Task instructions:
Copy every item below verbatim, leaving out the pictures.

Stored records:
####################
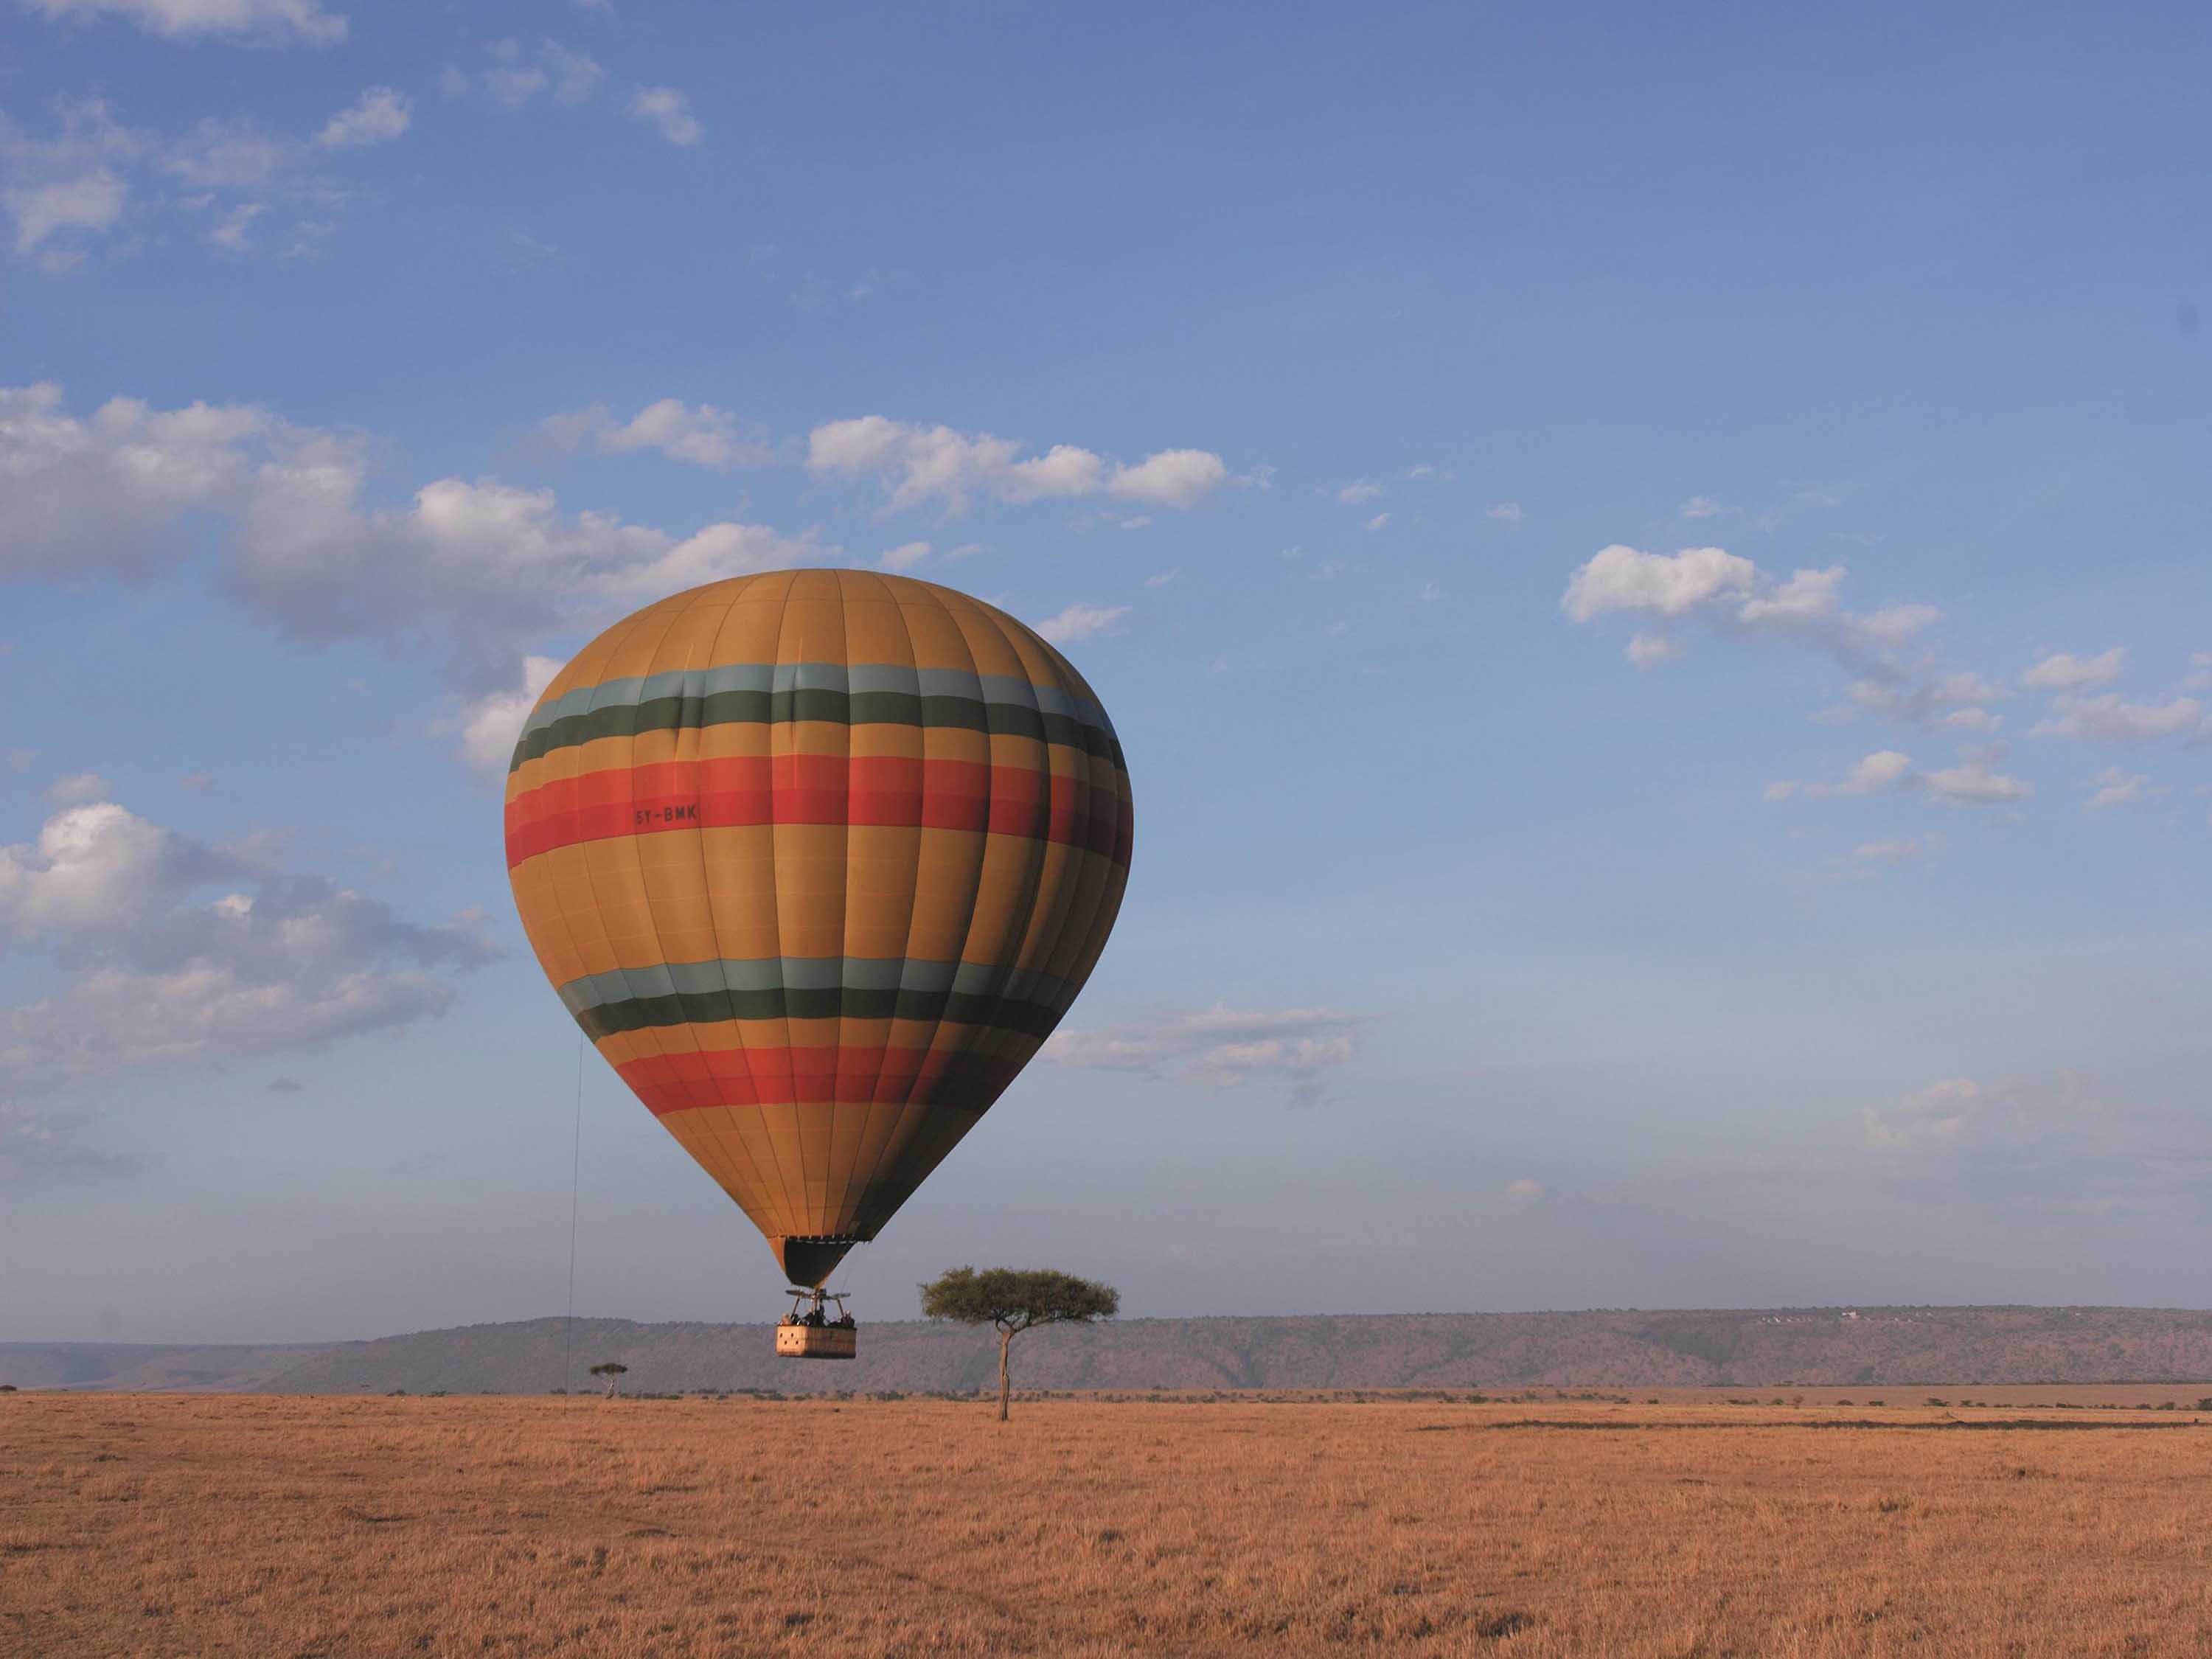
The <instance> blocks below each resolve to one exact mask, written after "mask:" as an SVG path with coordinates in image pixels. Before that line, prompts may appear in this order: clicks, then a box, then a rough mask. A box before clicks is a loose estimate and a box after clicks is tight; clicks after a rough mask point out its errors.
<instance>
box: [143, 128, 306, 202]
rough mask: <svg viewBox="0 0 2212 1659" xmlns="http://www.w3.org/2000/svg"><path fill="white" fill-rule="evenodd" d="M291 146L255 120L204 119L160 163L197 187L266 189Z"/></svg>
mask: <svg viewBox="0 0 2212 1659" xmlns="http://www.w3.org/2000/svg"><path fill="white" fill-rule="evenodd" d="M288 150H290V146H288V144H285V142H283V139H274V137H270V135H268V133H263V131H261V128H257V126H254V124H252V122H241V119H226V122H219V119H204V122H199V124H197V126H195V128H192V131H190V133H186V135H184V137H179V139H175V142H170V144H166V146H164V150H161V155H159V168H161V170H164V173H168V175H170V177H175V179H181V181H184V184H186V186H190V188H195V190H261V188H263V186H268V184H270V179H274V177H276V173H279V170H281V168H283V164H285V157H288Z"/></svg>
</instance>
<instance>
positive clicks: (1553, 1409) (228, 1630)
mask: <svg viewBox="0 0 2212 1659" xmlns="http://www.w3.org/2000/svg"><path fill="white" fill-rule="evenodd" d="M1900 1394H1905V1391H1900V1389H1887V1391H1880V1396H1882V1405H1878V1407H1876V1405H1869V1400H1867V1391H1865V1389H1805V1391H1787V1389H1785V1391H1772V1389H1770V1391H1759V1394H1756V1396H1754V1394H1750V1391H1741V1389H1736V1391H1728V1389H1723V1391H1686V1389H1666V1391H1639V1394H1635V1396H1632V1398H1626V1400H1621V1398H1617V1396H1613V1398H1571V1396H1562V1394H1555V1391H1540V1394H1528V1396H1520V1398H1513V1400H1493V1402H1484V1405H1471V1402H1467V1396H1458V1398H1444V1400H1440V1398H1394V1396H1367V1398H1334V1400H1316V1398H1274V1400H1254V1398H1241V1396H1221V1398H1214V1400H1190V1398H1141V1396H1139V1398H1119V1400H1099V1398H1048V1400H1024V1402H1018V1407H1015V1418H1013V1422H1011V1425H1004V1427H1002V1425H998V1422H995V1420H993V1418H991V1411H989V1409H987V1407H984V1405H975V1402H967V1400H960V1402H951V1400H911V1398H909V1400H867V1398H860V1400H748V1398H730V1400H619V1402H602V1400H595V1398H566V1400H518V1398H274V1396H115V1394H100V1396H73V1394H15V1396H0V1652H4V1655H38V1657H40V1659H64V1657H71V1655H131V1657H133V1659H137V1657H139V1655H257V1657H259V1655H279V1657H292V1655H299V1657H305V1655H332V1659H338V1657H345V1655H1128V1652H1179V1655H1181V1652H1188V1655H1239V1652H1250V1655H1263V1652H1265V1655H1283V1652H1345V1650H1367V1652H1389V1655H1400V1652H1405V1655H1500V1657H1502V1659H1537V1657H1559V1655H1606V1657H1608V1659H1661V1657H1663V1659H1692V1657H1699V1659H1721V1655H1759V1657H1761V1659H1767V1657H1781V1659H1792V1657H1796V1659H1812V1657H1816V1655H1916V1657H1920V1659H1927V1657H1929V1655H1942V1657H1944V1659H1984V1657H1986V1659H1995V1657H2000V1655H2004V1657H2015V1655H2017V1657H2022V1659H2035V1657H2042V1655H2051V1657H2057V1655H2066V1657H2068V1659H2079V1657H2088V1655H2212V1411H2192V1409H2188V1407H2190V1405H2192V1402H2194V1400H2197V1398H2199V1396H2203V1394H2205V1389H2203V1385H2199V1387H2192V1389H2174V1387H2119V1389H2110V1387H2106V1389H2062V1387H2024V1389H1966V1394H1971V1396H1973V1398H1975V1400H1989V1402H1991V1405H1973V1407H1969V1405H1964V1402H1962V1400H1960V1398H1958V1396H1960V1391H1958V1389H1913V1391H1909V1398H1900ZM1929 1396H1942V1398H1944V1400H1947V1405H1940V1407H1938V1405H1924V1400H1927V1398H1929ZM1730 1398H1734V1400H1739V1402H1736V1405H1730V1402H1728V1400H1730ZM1754 1400H1756V1402H1754ZM1792 1400H1798V1402H1796V1405H1792ZM1845 1400H1849V1405H1843V1402H1845ZM2161 1405H2163V1407H2168V1409H2163V1411H2161V1409H2148V1411H2146V1409H2139V1407H2161ZM2174 1407H2181V1409H2174ZM2024 1418H2026V1420H2033V1422H2059V1425H2064V1427H1995V1425H2015V1422H2020V1420H2024ZM1960 1425H1982V1427H1960Z"/></svg>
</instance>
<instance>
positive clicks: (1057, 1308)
mask: <svg viewBox="0 0 2212 1659" xmlns="http://www.w3.org/2000/svg"><path fill="white" fill-rule="evenodd" d="M1119 1312H1121V1292H1119V1290H1115V1287H1113V1285H1102V1283H1097V1281H1095V1279H1077V1276H1075V1274H1064V1272H1055V1270H1051V1267H984V1270H982V1272H975V1270H973V1267H951V1270H949V1272H945V1274H938V1276H936V1279H933V1281H929V1283H927V1285H922V1314H927V1316H929V1318H949V1321H953V1323H956V1325H995V1327H998V1420H1000V1422H1004V1420H1006V1402H1009V1400H1011V1398H1013V1383H1011V1378H1009V1369H1006V1349H1009V1347H1013V1338H1015V1336H1020V1334H1022V1332H1026V1329H1035V1327H1037V1325H1088V1323H1091V1321H1093V1318H1113V1316H1115V1314H1119Z"/></svg>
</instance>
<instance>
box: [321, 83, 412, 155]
mask: <svg viewBox="0 0 2212 1659" xmlns="http://www.w3.org/2000/svg"><path fill="white" fill-rule="evenodd" d="M409 119H411V106H409V102H407V95H405V93H396V91H392V88H389V86H372V88H369V91H365V93H363V95H361V102H356V104H354V106H352V108H343V111H338V113H336V115H332V117H330V122H327V124H325V126H323V131H321V133H316V135H314V142H316V144H321V146H323V148H327V150H358V148H365V146H369V144H385V142H389V139H396V137H398V135H400V133H405V131H407V122H409Z"/></svg>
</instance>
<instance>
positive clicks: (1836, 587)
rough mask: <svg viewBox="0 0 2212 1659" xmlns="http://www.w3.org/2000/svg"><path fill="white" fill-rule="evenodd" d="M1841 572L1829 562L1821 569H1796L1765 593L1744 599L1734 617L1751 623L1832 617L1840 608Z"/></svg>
mask: <svg viewBox="0 0 2212 1659" xmlns="http://www.w3.org/2000/svg"><path fill="white" fill-rule="evenodd" d="M1843 575H1845V571H1843V566H1840V564H1832V566H1827V568H1825V571H1798V573H1794V575H1792V577H1790V580H1787V582H1783V584H1781V586H1776V588H1774V591H1772V593H1767V595H1765V597H1761V599H1745V602H1743V608H1741V611H1736V619H1739V622H1752V624H1761V622H1770V624H1798V622H1818V619H1823V617H1834V615H1836V613H1838V611H1843V599H1840V597H1838V588H1840V586H1843Z"/></svg>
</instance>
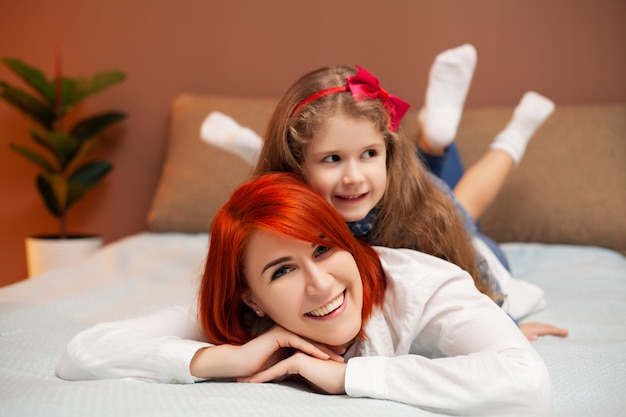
####################
Task result:
The <instance> blocks below each resolve to one exact mask, written after "mask:" as an SVG path with coordinates in image pixels. Before that line, prompts may appear in this order: clicks, then a box, then a rough mask. A box before clicks is a loose estimate and a box after clicks is tight; clicks after a rough mask point out its errors.
<instance>
box: [143, 128, 306, 202]
rough mask: <svg viewBox="0 0 2212 1659" xmlns="http://www.w3.org/2000/svg"><path fill="white" fill-rule="evenodd" d="M291 146L255 120L204 119L160 163L197 187L266 189Z"/></svg>
mask: <svg viewBox="0 0 2212 1659" xmlns="http://www.w3.org/2000/svg"><path fill="white" fill-rule="evenodd" d="M288 150H290V146H288V144H285V142H283V139H274V137H270V135H268V133H263V131H261V128H257V126H254V124H252V122H241V119H226V122H219V119H204V122H199V124H197V126H195V128H192V131H190V133H186V135H184V137H179V139H175V142H170V144H166V146H164V150H161V155H159V168H161V170H164V173H168V175H170V177H175V179H181V181H184V184H186V186H190V188H195V190H261V188H263V186H268V184H270V179H274V177H276V173H279V170H281V168H283V164H285V157H288Z"/></svg>
</instance>
<instance>
positive clicks: (1553, 1409) (228, 1630)
mask: <svg viewBox="0 0 2212 1659" xmlns="http://www.w3.org/2000/svg"><path fill="white" fill-rule="evenodd" d="M1900 1394H1905V1391H1900V1389H1887V1391H1880V1396H1882V1405H1878V1407H1876V1405H1869V1400H1867V1391H1865V1389H1805V1391H1787V1389H1785V1391H1772V1389H1770V1391H1759V1394H1756V1396H1754V1394H1750V1391H1741V1389H1736V1391H1728V1389H1723V1391H1686V1389H1666V1391H1639V1394H1635V1396H1632V1398H1626V1400H1621V1398H1617V1396H1613V1398H1571V1396H1562V1394H1555V1391H1540V1394H1528V1396H1520V1398H1513V1400H1493V1402H1484V1405H1471V1402H1467V1396H1458V1398H1444V1400H1440V1398H1394V1396H1367V1398H1334V1400H1316V1398H1274V1400H1254V1398H1241V1396H1221V1398H1214V1400H1190V1398H1141V1396H1139V1398H1119V1400H1099V1398H1048V1400H1024V1402H1018V1407H1015V1418H1013V1422H1011V1425H1004V1427H1002V1425H998V1422H995V1420H993V1418H991V1411H989V1409H987V1407H984V1405H975V1402H967V1400H960V1402H951V1400H911V1398H909V1400H867V1398H860V1400H748V1398H730V1400H619V1402H602V1400H595V1398H566V1400H518V1398H274V1396H115V1394H100V1396H73V1394H15V1396H0V1652H4V1655H38V1657H40V1659H64V1657H71V1655H131V1657H133V1659H137V1657H139V1655H257V1657H259V1655H279V1657H292V1655H299V1657H305V1655H332V1659H338V1657H345V1655H1128V1652H1179V1655H1181V1652H1188V1655H1239V1652H1250V1655H1263V1652H1265V1655H1283V1652H1345V1650H1367V1652H1389V1655H1400V1652H1405V1655H1500V1657H1502V1659H1537V1657H1559V1655H1606V1657H1608V1659H1661V1657H1663V1659H1692V1657H1699V1659H1721V1655H1759V1657H1761V1659H1767V1657H1781V1659H1792V1657H1796V1659H1812V1657H1816V1655H1916V1657H1920V1659H1927V1657H1929V1655H1942V1657H1944V1659H1984V1657H1986V1659H1995V1657H2000V1655H2004V1657H2015V1655H2017V1657H2022V1659H2035V1657H2042V1655H2051V1657H2057V1655H2066V1657H2068V1659H2079V1657H2088V1655H2212V1411H2192V1409H2188V1407H2190V1405H2192V1402H2194V1400H2197V1398H2199V1396H2203V1394H2205V1389H2203V1385H2199V1387H2192V1389H2174V1387H2119V1389H2110V1387H2106V1389H2062V1387H2024V1389H1966V1394H1971V1396H1973V1398H1975V1400H1989V1402H1991V1405H1973V1407H1969V1405H1964V1402H1962V1400H1960V1398H1958V1396H1960V1391H1958V1389H1913V1391H1909V1398H1900ZM1929 1396H1942V1398H1944V1400H1947V1405H1940V1407H1938V1405H1924V1400H1927V1398H1929ZM1730 1398H1734V1400H1739V1402H1736V1405H1730V1402H1728V1400H1730ZM1754 1400H1756V1402H1754ZM1792 1400H1798V1402H1796V1405H1792ZM1845 1400H1849V1405H1843V1402H1845ZM2161 1405H2163V1407H2168V1409H2163V1411H2161V1409H2148V1411H2146V1409H2139V1407H2161ZM2174 1407H2181V1409H2174ZM2024 1418H2026V1420H2033V1422H2059V1425H2064V1427H1995V1425H2015V1422H2020V1420H2024ZM1960 1425H1982V1427H1960Z"/></svg>
</instance>
<instance>
positive clicks: (1057, 1308)
mask: <svg viewBox="0 0 2212 1659" xmlns="http://www.w3.org/2000/svg"><path fill="white" fill-rule="evenodd" d="M1119 1312H1121V1292H1119V1290H1115V1287H1113V1285H1102V1283H1097V1281H1095V1279H1077V1276H1075V1274H1064V1272H1055V1270H1051V1267H984V1270H982V1272H975V1270H973V1267H951V1270H949V1272H945V1274H938V1276H936V1279H933V1281H929V1283H927V1285H922V1314H927V1316H929V1318H949V1321H953V1323H956V1325H995V1327H998V1420H1000V1422H1004V1420H1006V1402H1009V1400H1011V1398H1013V1383H1011V1378H1009V1369H1006V1349H1009V1347H1013V1338H1015V1336H1020V1334H1022V1332H1026V1329H1035V1327H1037V1325H1088V1323H1091V1321H1093V1318H1113V1316H1115V1314H1119Z"/></svg>
</instance>
<instance>
box: [321, 83, 412, 155]
mask: <svg viewBox="0 0 2212 1659" xmlns="http://www.w3.org/2000/svg"><path fill="white" fill-rule="evenodd" d="M409 119H411V106H409V102H407V95H405V93H396V91H392V88H389V86H372V88H369V91H365V93H363V95H361V102H356V104H354V106H352V108H343V111H338V113H336V115H332V117H330V122H327V124H325V126H323V131H321V133H316V135H314V142H316V144H321V146H323V148H327V150H358V148H365V146H369V144H385V142H389V139H396V137H398V135H400V133H405V131H407V122H409Z"/></svg>
</instance>
<instance>
positive clicks: (1836, 587)
rough mask: <svg viewBox="0 0 2212 1659" xmlns="http://www.w3.org/2000/svg"><path fill="white" fill-rule="evenodd" d="M1841 572L1829 562L1821 569H1796L1765 593L1744 599L1734 617L1751 623L1832 617L1840 608Z"/></svg>
mask: <svg viewBox="0 0 2212 1659" xmlns="http://www.w3.org/2000/svg"><path fill="white" fill-rule="evenodd" d="M1843 575H1845V571H1843V566H1840V564H1832V566H1827V568H1825V571H1798V573H1794V575H1792V577H1790V580H1787V582H1783V584H1781V586H1776V588H1774V591H1772V593H1767V595H1765V597H1761V599H1745V602H1743V608H1741V611H1736V619H1739V622H1752V624H1761V622H1770V624H1798V622H1818V619H1823V617H1834V615H1836V613H1838V611H1843V599H1840V597H1838V588H1840V586H1843Z"/></svg>
</instance>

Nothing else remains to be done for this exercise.